### Listed records ###

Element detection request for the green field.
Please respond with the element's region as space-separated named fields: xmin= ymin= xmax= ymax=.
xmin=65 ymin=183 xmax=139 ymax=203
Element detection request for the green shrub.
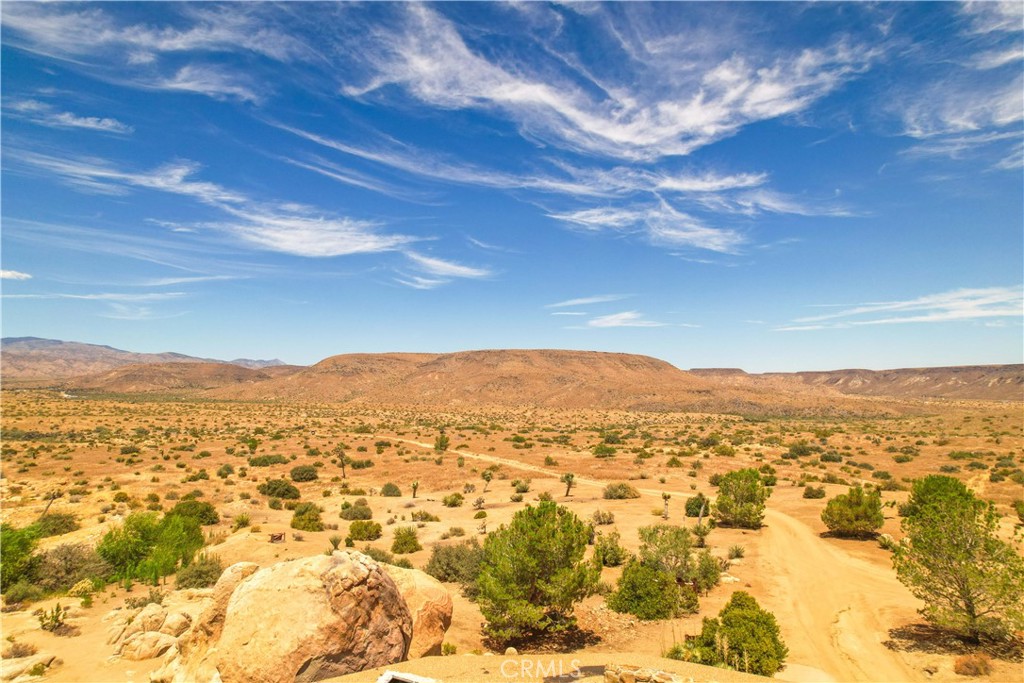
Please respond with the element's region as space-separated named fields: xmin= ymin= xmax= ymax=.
xmin=686 ymin=494 xmax=711 ymax=517
xmin=249 ymin=455 xmax=289 ymax=467
xmin=339 ymin=505 xmax=374 ymax=520
xmin=0 ymin=524 xmax=39 ymax=593
xmin=256 ymin=479 xmax=300 ymax=501
xmin=477 ymin=502 xmax=600 ymax=643
xmin=715 ymin=468 xmax=771 ymax=528
xmin=423 ymin=539 xmax=483 ymax=599
xmin=391 ymin=526 xmax=423 ymax=555
xmin=682 ymin=591 xmax=788 ymax=676
xmin=594 ymin=531 xmax=628 ymax=567
xmin=348 ymin=519 xmax=384 ymax=541
xmin=290 ymin=465 xmax=319 ymax=481
xmin=292 ymin=503 xmax=324 ymax=531
xmin=821 ymin=486 xmax=885 ymax=538
xmin=174 ymin=553 xmax=224 ymax=589
xmin=167 ymin=501 xmax=220 ymax=525
xmin=604 ymin=482 xmax=640 ymax=501
xmin=804 ymin=486 xmax=825 ymax=499
xmin=362 ymin=546 xmax=413 ymax=569
xmin=591 ymin=510 xmax=615 ymax=526
xmin=441 ymin=494 xmax=466 ymax=508
xmin=35 ymin=543 xmax=113 ymax=593
xmin=608 ymin=559 xmax=696 ymax=621
xmin=33 ymin=512 xmax=80 ymax=539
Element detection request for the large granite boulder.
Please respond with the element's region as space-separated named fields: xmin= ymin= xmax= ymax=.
xmin=384 ymin=564 xmax=452 ymax=659
xmin=153 ymin=551 xmax=413 ymax=683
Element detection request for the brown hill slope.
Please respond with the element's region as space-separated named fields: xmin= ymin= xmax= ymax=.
xmin=62 ymin=362 xmax=280 ymax=393
xmin=690 ymin=365 xmax=1024 ymax=400
xmin=0 ymin=337 xmax=283 ymax=382
xmin=205 ymin=350 xmax=884 ymax=414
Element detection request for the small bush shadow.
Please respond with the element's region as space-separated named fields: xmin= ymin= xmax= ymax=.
xmin=882 ymin=624 xmax=1024 ymax=661
xmin=544 ymin=667 xmax=604 ymax=683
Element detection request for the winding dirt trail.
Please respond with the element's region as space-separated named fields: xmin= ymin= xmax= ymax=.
xmin=395 ymin=437 xmax=927 ymax=683
xmin=758 ymin=509 xmax=925 ymax=681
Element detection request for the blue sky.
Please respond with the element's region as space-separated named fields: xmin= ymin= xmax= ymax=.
xmin=0 ymin=2 xmax=1024 ymax=372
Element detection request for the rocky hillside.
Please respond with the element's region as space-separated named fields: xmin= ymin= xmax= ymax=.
xmin=0 ymin=337 xmax=283 ymax=382
xmin=690 ymin=365 xmax=1024 ymax=400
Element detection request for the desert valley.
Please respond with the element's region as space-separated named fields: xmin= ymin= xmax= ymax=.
xmin=2 ymin=340 xmax=1024 ymax=681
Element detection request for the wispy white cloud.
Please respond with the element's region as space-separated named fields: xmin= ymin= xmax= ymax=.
xmin=550 ymin=200 xmax=746 ymax=254
xmin=403 ymin=250 xmax=492 ymax=280
xmin=0 ymin=270 xmax=32 ymax=280
xmin=152 ymin=65 xmax=263 ymax=103
xmin=10 ymin=151 xmax=416 ymax=258
xmin=3 ymin=292 xmax=185 ymax=303
xmin=4 ymin=99 xmax=135 ymax=135
xmin=587 ymin=310 xmax=668 ymax=328
xmin=345 ymin=5 xmax=874 ymax=160
xmin=775 ymin=287 xmax=1024 ymax=332
xmin=3 ymin=2 xmax=312 ymax=65
xmin=545 ymin=294 xmax=632 ymax=308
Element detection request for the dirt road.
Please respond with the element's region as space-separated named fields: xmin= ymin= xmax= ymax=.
xmin=396 ymin=438 xmax=926 ymax=682
xmin=758 ymin=509 xmax=925 ymax=681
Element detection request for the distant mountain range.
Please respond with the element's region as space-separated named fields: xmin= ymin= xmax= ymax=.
xmin=0 ymin=337 xmax=1024 ymax=405
xmin=0 ymin=337 xmax=284 ymax=381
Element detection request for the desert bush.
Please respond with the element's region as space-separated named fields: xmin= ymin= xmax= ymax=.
xmin=684 ymin=591 xmax=788 ymax=676
xmin=603 ymin=481 xmax=640 ymax=501
xmin=591 ymin=510 xmax=615 ymax=526
xmin=174 ymin=553 xmax=224 ymax=589
xmin=893 ymin=475 xmax=1024 ymax=643
xmin=804 ymin=486 xmax=825 ymax=499
xmin=249 ymin=455 xmax=289 ymax=467
xmin=477 ymin=502 xmax=600 ymax=643
xmin=339 ymin=503 xmax=374 ymax=520
xmin=289 ymin=465 xmax=319 ymax=481
xmin=594 ymin=531 xmax=628 ymax=567
xmin=423 ymin=539 xmax=483 ymax=599
xmin=391 ymin=526 xmax=423 ymax=555
xmin=953 ymin=652 xmax=992 ymax=676
xmin=362 ymin=546 xmax=413 ymax=569
xmin=608 ymin=559 xmax=696 ymax=621
xmin=715 ymin=468 xmax=771 ymax=528
xmin=686 ymin=494 xmax=711 ymax=517
xmin=35 ymin=543 xmax=113 ymax=593
xmin=291 ymin=503 xmax=324 ymax=531
xmin=256 ymin=479 xmax=300 ymax=501
xmin=32 ymin=512 xmax=80 ymax=539
xmin=821 ymin=486 xmax=885 ymax=539
xmin=441 ymin=494 xmax=466 ymax=508
xmin=167 ymin=501 xmax=220 ymax=525
xmin=348 ymin=519 xmax=384 ymax=541
xmin=0 ymin=524 xmax=39 ymax=594
xmin=640 ymin=524 xmax=694 ymax=582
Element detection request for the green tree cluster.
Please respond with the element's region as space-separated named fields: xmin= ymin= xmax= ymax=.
xmin=477 ymin=501 xmax=600 ymax=643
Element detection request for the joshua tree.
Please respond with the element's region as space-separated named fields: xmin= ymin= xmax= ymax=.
xmin=559 ymin=472 xmax=575 ymax=496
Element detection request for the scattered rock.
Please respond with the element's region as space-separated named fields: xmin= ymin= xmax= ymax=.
xmin=120 ymin=631 xmax=178 ymax=661
xmin=383 ymin=564 xmax=452 ymax=659
xmin=151 ymin=551 xmax=413 ymax=683
xmin=0 ymin=653 xmax=60 ymax=681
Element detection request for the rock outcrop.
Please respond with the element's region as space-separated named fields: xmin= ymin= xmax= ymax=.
xmin=153 ymin=551 xmax=413 ymax=683
xmin=384 ymin=564 xmax=452 ymax=659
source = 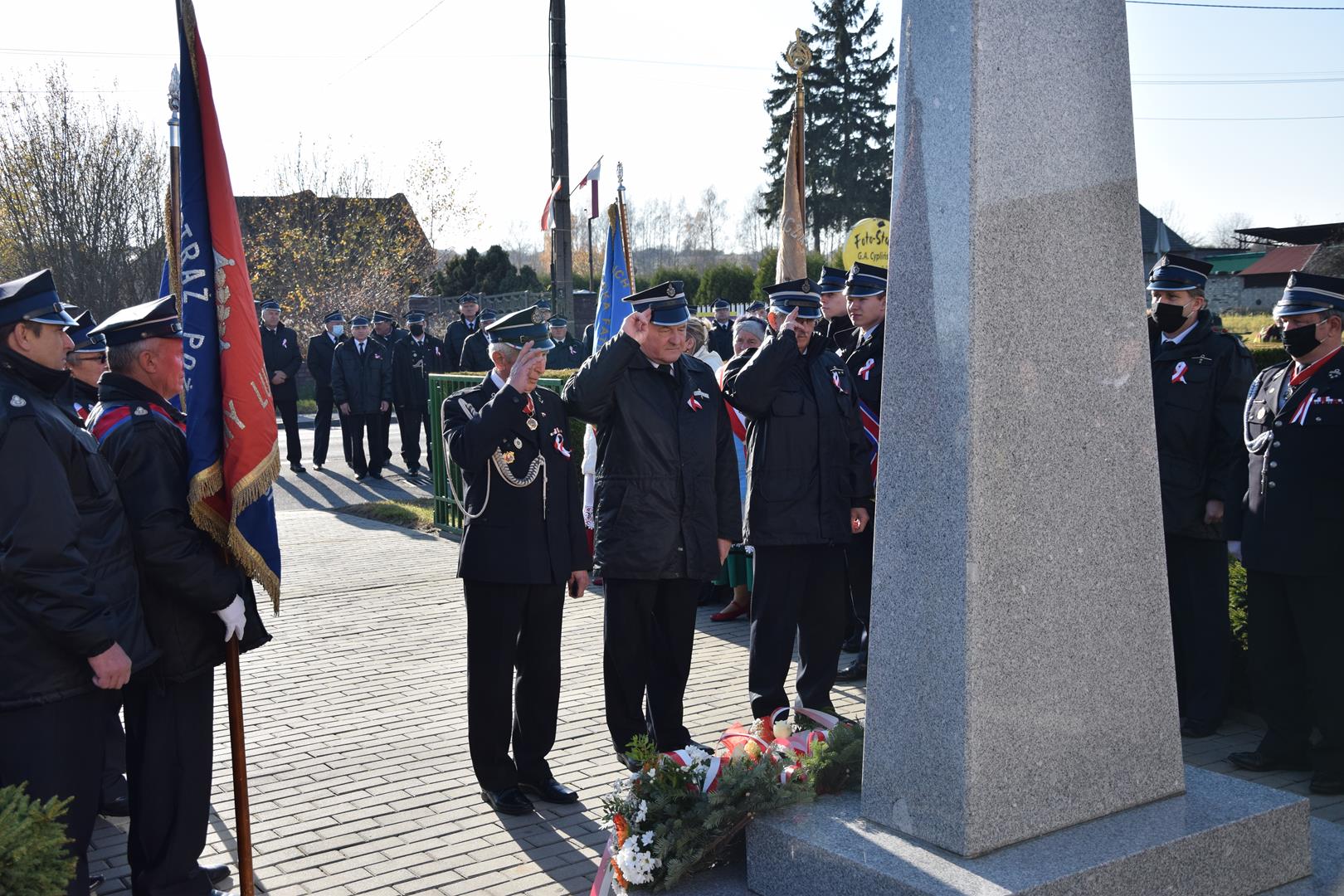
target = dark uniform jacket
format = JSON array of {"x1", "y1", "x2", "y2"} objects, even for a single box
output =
[
  {"x1": 707, "y1": 317, "x2": 733, "y2": 358},
  {"x1": 723, "y1": 330, "x2": 872, "y2": 547},
  {"x1": 0, "y1": 349, "x2": 158, "y2": 709},
  {"x1": 563, "y1": 334, "x2": 742, "y2": 580},
  {"x1": 1149, "y1": 310, "x2": 1255, "y2": 538},
  {"x1": 546, "y1": 334, "x2": 589, "y2": 371},
  {"x1": 308, "y1": 330, "x2": 349, "y2": 388},
  {"x1": 392, "y1": 334, "x2": 447, "y2": 412},
  {"x1": 332, "y1": 336, "x2": 392, "y2": 414},
  {"x1": 89, "y1": 373, "x2": 270, "y2": 681},
  {"x1": 457, "y1": 330, "x2": 494, "y2": 373},
  {"x1": 444, "y1": 319, "x2": 484, "y2": 373},
  {"x1": 442, "y1": 376, "x2": 592, "y2": 584},
  {"x1": 56, "y1": 376, "x2": 98, "y2": 426},
  {"x1": 1230, "y1": 352, "x2": 1344, "y2": 577},
  {"x1": 261, "y1": 324, "x2": 304, "y2": 402},
  {"x1": 836, "y1": 324, "x2": 887, "y2": 494}
]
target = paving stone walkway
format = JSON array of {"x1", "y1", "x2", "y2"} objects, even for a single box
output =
[{"x1": 91, "y1": 508, "x2": 1344, "y2": 896}]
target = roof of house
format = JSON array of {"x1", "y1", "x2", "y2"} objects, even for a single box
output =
[
  {"x1": 1138, "y1": 204, "x2": 1195, "y2": 252},
  {"x1": 1236, "y1": 222, "x2": 1344, "y2": 246},
  {"x1": 1205, "y1": 252, "x2": 1264, "y2": 274},
  {"x1": 1242, "y1": 243, "x2": 1318, "y2": 277}
]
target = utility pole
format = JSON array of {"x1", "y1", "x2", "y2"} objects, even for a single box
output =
[{"x1": 551, "y1": 0, "x2": 574, "y2": 314}]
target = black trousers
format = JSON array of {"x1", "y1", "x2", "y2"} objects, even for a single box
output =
[
  {"x1": 1166, "y1": 533, "x2": 1233, "y2": 727},
  {"x1": 747, "y1": 545, "x2": 848, "y2": 718},
  {"x1": 345, "y1": 411, "x2": 387, "y2": 475},
  {"x1": 397, "y1": 403, "x2": 434, "y2": 470},
  {"x1": 462, "y1": 579, "x2": 564, "y2": 790},
  {"x1": 0, "y1": 693, "x2": 117, "y2": 896},
  {"x1": 102, "y1": 690, "x2": 129, "y2": 805},
  {"x1": 313, "y1": 386, "x2": 353, "y2": 466},
  {"x1": 1246, "y1": 570, "x2": 1344, "y2": 774},
  {"x1": 125, "y1": 670, "x2": 215, "y2": 896},
  {"x1": 602, "y1": 579, "x2": 703, "y2": 752},
  {"x1": 275, "y1": 399, "x2": 304, "y2": 464}
]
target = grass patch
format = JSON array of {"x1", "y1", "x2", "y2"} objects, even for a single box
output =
[{"x1": 336, "y1": 499, "x2": 436, "y2": 532}]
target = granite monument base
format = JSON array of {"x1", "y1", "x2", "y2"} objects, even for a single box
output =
[{"x1": 746, "y1": 767, "x2": 1306, "y2": 896}]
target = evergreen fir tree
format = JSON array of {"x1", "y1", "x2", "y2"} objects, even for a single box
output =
[{"x1": 757, "y1": 0, "x2": 897, "y2": 251}]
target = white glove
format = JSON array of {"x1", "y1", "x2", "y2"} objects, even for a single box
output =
[{"x1": 215, "y1": 597, "x2": 247, "y2": 644}]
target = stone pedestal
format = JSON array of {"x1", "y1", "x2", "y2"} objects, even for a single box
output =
[{"x1": 748, "y1": 0, "x2": 1307, "y2": 894}]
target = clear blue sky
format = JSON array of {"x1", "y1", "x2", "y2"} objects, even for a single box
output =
[{"x1": 0, "y1": 0, "x2": 1344, "y2": 249}]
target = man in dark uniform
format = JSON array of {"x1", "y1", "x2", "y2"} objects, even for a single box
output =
[
  {"x1": 332, "y1": 314, "x2": 392, "y2": 481},
  {"x1": 1147, "y1": 254, "x2": 1255, "y2": 738},
  {"x1": 1229, "y1": 271, "x2": 1344, "y2": 794},
  {"x1": 392, "y1": 312, "x2": 447, "y2": 475},
  {"x1": 444, "y1": 293, "x2": 481, "y2": 373},
  {"x1": 457, "y1": 308, "x2": 505, "y2": 373},
  {"x1": 817, "y1": 266, "x2": 854, "y2": 353},
  {"x1": 89, "y1": 295, "x2": 270, "y2": 896},
  {"x1": 442, "y1": 306, "x2": 592, "y2": 816},
  {"x1": 308, "y1": 310, "x2": 352, "y2": 470},
  {"x1": 0, "y1": 270, "x2": 158, "y2": 896},
  {"x1": 723, "y1": 278, "x2": 872, "y2": 718},
  {"x1": 563, "y1": 280, "x2": 742, "y2": 766},
  {"x1": 821, "y1": 262, "x2": 887, "y2": 681},
  {"x1": 546, "y1": 317, "x2": 587, "y2": 371},
  {"x1": 56, "y1": 308, "x2": 108, "y2": 421},
  {"x1": 709, "y1": 298, "x2": 733, "y2": 360},
  {"x1": 261, "y1": 299, "x2": 308, "y2": 473}
]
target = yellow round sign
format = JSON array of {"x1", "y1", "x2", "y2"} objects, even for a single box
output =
[{"x1": 840, "y1": 217, "x2": 891, "y2": 270}]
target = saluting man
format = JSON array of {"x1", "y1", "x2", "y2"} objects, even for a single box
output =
[
  {"x1": 261, "y1": 299, "x2": 308, "y2": 473},
  {"x1": 442, "y1": 306, "x2": 592, "y2": 816},
  {"x1": 308, "y1": 310, "x2": 352, "y2": 470},
  {"x1": 1229, "y1": 271, "x2": 1344, "y2": 794},
  {"x1": 392, "y1": 312, "x2": 447, "y2": 475},
  {"x1": 89, "y1": 295, "x2": 270, "y2": 894},
  {"x1": 723, "y1": 278, "x2": 872, "y2": 718},
  {"x1": 56, "y1": 308, "x2": 108, "y2": 423},
  {"x1": 1147, "y1": 254, "x2": 1255, "y2": 738},
  {"x1": 332, "y1": 314, "x2": 392, "y2": 481},
  {"x1": 821, "y1": 262, "x2": 887, "y2": 681}
]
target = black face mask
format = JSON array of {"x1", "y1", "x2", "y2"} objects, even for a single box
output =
[
  {"x1": 1283, "y1": 321, "x2": 1325, "y2": 358},
  {"x1": 1153, "y1": 302, "x2": 1186, "y2": 334}
]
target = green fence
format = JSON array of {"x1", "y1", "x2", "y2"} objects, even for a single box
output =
[{"x1": 429, "y1": 373, "x2": 583, "y2": 534}]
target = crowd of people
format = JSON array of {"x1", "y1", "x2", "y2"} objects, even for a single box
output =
[{"x1": 0, "y1": 254, "x2": 1344, "y2": 894}]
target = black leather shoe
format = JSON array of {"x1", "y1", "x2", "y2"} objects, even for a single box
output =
[
  {"x1": 98, "y1": 796, "x2": 130, "y2": 818},
  {"x1": 518, "y1": 778, "x2": 579, "y2": 803},
  {"x1": 1227, "y1": 750, "x2": 1312, "y2": 771},
  {"x1": 836, "y1": 657, "x2": 869, "y2": 681},
  {"x1": 200, "y1": 865, "x2": 230, "y2": 887},
  {"x1": 481, "y1": 787, "x2": 533, "y2": 816},
  {"x1": 1311, "y1": 771, "x2": 1344, "y2": 796}
]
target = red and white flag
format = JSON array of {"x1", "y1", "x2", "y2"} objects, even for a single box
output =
[
  {"x1": 542, "y1": 178, "x2": 562, "y2": 232},
  {"x1": 578, "y1": 158, "x2": 602, "y2": 221}
]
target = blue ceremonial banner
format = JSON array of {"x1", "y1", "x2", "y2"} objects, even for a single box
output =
[
  {"x1": 592, "y1": 206, "x2": 635, "y2": 352},
  {"x1": 178, "y1": 0, "x2": 280, "y2": 610}
]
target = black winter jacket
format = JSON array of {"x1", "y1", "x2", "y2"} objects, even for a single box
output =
[
  {"x1": 89, "y1": 373, "x2": 270, "y2": 681},
  {"x1": 0, "y1": 349, "x2": 158, "y2": 711},
  {"x1": 563, "y1": 334, "x2": 742, "y2": 580},
  {"x1": 723, "y1": 330, "x2": 872, "y2": 547},
  {"x1": 261, "y1": 324, "x2": 304, "y2": 402},
  {"x1": 1149, "y1": 310, "x2": 1255, "y2": 540},
  {"x1": 332, "y1": 336, "x2": 392, "y2": 414}
]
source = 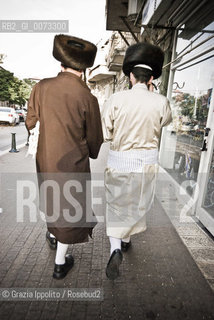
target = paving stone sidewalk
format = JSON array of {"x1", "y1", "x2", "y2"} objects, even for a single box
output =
[{"x1": 0, "y1": 148, "x2": 214, "y2": 320}]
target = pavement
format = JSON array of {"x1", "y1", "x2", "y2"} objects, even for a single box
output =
[{"x1": 0, "y1": 145, "x2": 214, "y2": 320}]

###

• Work to complete
Reproduce every line of the material from the line with "Element detection request for the distant" up to and including the line with "xmin=0 ymin=337 xmax=284 ymax=381", shifting each bounding-box coordinate value in the answers up by 10 and leaving all other text unchanged.

• Task answer
Element detection request for the distant mountain range.
Please respond with the element's region as space-separated named fields: xmin= ymin= xmax= ymax=.
xmin=10 ymin=347 xmax=1034 ymax=415
xmin=10 ymin=347 xmax=294 ymax=391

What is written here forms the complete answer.